(Entries supplied):

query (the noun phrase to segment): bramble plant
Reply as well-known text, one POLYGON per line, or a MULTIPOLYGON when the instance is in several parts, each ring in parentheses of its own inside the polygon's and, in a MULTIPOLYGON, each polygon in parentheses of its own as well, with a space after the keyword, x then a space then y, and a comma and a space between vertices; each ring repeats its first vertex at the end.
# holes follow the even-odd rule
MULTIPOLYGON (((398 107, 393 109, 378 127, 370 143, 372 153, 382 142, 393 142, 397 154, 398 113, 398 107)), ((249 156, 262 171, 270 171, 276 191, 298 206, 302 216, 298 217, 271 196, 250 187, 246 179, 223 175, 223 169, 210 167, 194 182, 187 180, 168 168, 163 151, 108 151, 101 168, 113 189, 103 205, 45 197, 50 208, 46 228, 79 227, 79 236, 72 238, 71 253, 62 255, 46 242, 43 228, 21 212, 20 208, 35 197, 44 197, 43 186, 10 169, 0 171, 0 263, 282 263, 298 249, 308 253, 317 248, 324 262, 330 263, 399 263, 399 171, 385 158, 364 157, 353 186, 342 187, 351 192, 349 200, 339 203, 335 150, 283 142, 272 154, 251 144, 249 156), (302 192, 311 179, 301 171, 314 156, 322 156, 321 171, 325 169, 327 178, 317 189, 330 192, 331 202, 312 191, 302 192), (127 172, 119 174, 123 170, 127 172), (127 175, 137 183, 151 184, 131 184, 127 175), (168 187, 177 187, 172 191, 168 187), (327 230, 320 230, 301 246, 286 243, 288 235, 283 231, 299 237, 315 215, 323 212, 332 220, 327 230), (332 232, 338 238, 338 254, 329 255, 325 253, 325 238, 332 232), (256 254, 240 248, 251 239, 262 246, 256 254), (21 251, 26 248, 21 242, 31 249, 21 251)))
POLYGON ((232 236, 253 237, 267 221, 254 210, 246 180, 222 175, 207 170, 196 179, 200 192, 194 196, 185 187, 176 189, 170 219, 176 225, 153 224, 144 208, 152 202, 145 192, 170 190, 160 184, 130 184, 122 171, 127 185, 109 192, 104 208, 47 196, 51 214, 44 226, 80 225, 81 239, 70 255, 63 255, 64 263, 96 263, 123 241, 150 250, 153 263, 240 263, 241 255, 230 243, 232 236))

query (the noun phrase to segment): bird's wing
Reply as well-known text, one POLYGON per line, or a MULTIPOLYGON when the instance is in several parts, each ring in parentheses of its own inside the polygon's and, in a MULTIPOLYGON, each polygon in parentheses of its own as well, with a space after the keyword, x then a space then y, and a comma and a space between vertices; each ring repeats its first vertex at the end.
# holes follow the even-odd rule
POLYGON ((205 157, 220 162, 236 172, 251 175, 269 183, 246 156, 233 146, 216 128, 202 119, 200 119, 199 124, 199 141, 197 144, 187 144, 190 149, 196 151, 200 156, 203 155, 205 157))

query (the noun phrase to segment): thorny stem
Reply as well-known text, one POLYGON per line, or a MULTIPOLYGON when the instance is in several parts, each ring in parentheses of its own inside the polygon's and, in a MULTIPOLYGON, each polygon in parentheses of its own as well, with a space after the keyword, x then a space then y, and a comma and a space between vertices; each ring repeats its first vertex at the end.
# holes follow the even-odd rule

(What needs to be done):
Copy out all of the data above, replacing each "noun phrase" with "object name" and leaving everything else as it is.

(Solution for this exercise):
query (the object name to segment): bramble plant
Reply as well-known text, one POLYGON per line, or a MULTIPOLYGON when the instance is in several parts, each ring in parentheses of its own inside the polygon's and, in a MULTIPOLYGON, each polygon in parentheses of its own as well, with a space after the keyword, x then a space then y, and a comma and a space between vertices; each ring repeats its first vertex at the end.
# holes follow the even-odd rule
MULTIPOLYGON (((398 107, 393 109, 378 127, 370 143, 372 153, 382 142, 393 142, 397 154, 398 113, 398 107)), ((249 156, 262 171, 270 171, 276 191, 298 206, 302 216, 298 217, 271 196, 250 187, 246 179, 223 175, 223 169, 210 167, 194 182, 187 180, 168 168, 163 151, 108 151, 101 168, 113 189, 103 205, 45 197, 50 208, 46 228, 79 227, 79 236, 72 238, 71 253, 62 255, 46 242, 43 228, 21 212, 20 208, 35 197, 44 197, 43 186, 10 169, 0 171, 0 263, 282 263, 298 249, 308 253, 317 248, 324 262, 330 263, 399 263, 399 171, 385 158, 364 157, 353 186, 342 187, 351 192, 349 200, 339 203, 335 150, 283 142, 272 154, 251 144, 249 156), (302 192, 311 179, 301 171, 314 156, 322 156, 321 171, 325 169, 327 178, 317 189, 330 192, 331 202, 312 191, 302 192), (127 172, 119 174, 123 170, 127 172), (127 175, 137 183, 151 184, 131 184, 127 175), (168 187, 177 187, 172 191, 168 187), (327 230, 320 230, 301 246, 286 243, 288 235, 283 231, 299 237, 315 215, 323 212, 332 220, 327 230), (332 232, 338 238, 338 254, 329 255, 325 253, 325 238, 332 232), (256 254, 240 248, 251 239, 262 246, 256 254), (21 251, 26 248, 21 242, 31 249, 21 251)))
POLYGON ((232 236, 253 237, 267 221, 254 210, 246 180, 222 175, 207 170, 196 179, 200 192, 194 196, 185 187, 176 189, 170 219, 176 225, 153 224, 144 208, 152 202, 145 192, 170 190, 160 184, 130 184, 122 171, 127 185, 109 192, 104 208, 47 196, 51 214, 44 226, 80 225, 81 239, 70 255, 63 255, 64 263, 96 263, 123 241, 150 250, 153 263, 240 263, 241 255, 230 243, 232 236))

query (the object name to segment): bird's wing
Reply as well-known text, one POLYGON per line, or a MULTIPOLYGON when the instance is in several parts, each ring in parentheses of its own inside the polygon's and, in a MULTIPOLYGON, each polygon in parentheses of its own as well, with a space after the keyword, x then a space then y, and a comma and a space between vertices; each ring repeats its first vertex at the end.
# holes follow the even-odd rule
POLYGON ((205 157, 220 162, 236 172, 251 175, 269 183, 246 156, 233 146, 216 128, 202 119, 200 119, 199 124, 199 141, 197 144, 187 144, 190 149, 196 151, 200 156, 203 155, 205 157))

query (the object name to segment): thorny stem
Reply as well-known text, one POLYGON per line, or a MULTIPOLYGON when the instance is in several parts, each ring in parentheses of its own inside the polygon's and, in a MULTIPOLYGON, each polygon in parentheses of its own as well, with a space after the keyword, x then a space then y, and a comma and a space between vertices; each ring repeats its first vertex at the end.
# holes follow the even-odd rule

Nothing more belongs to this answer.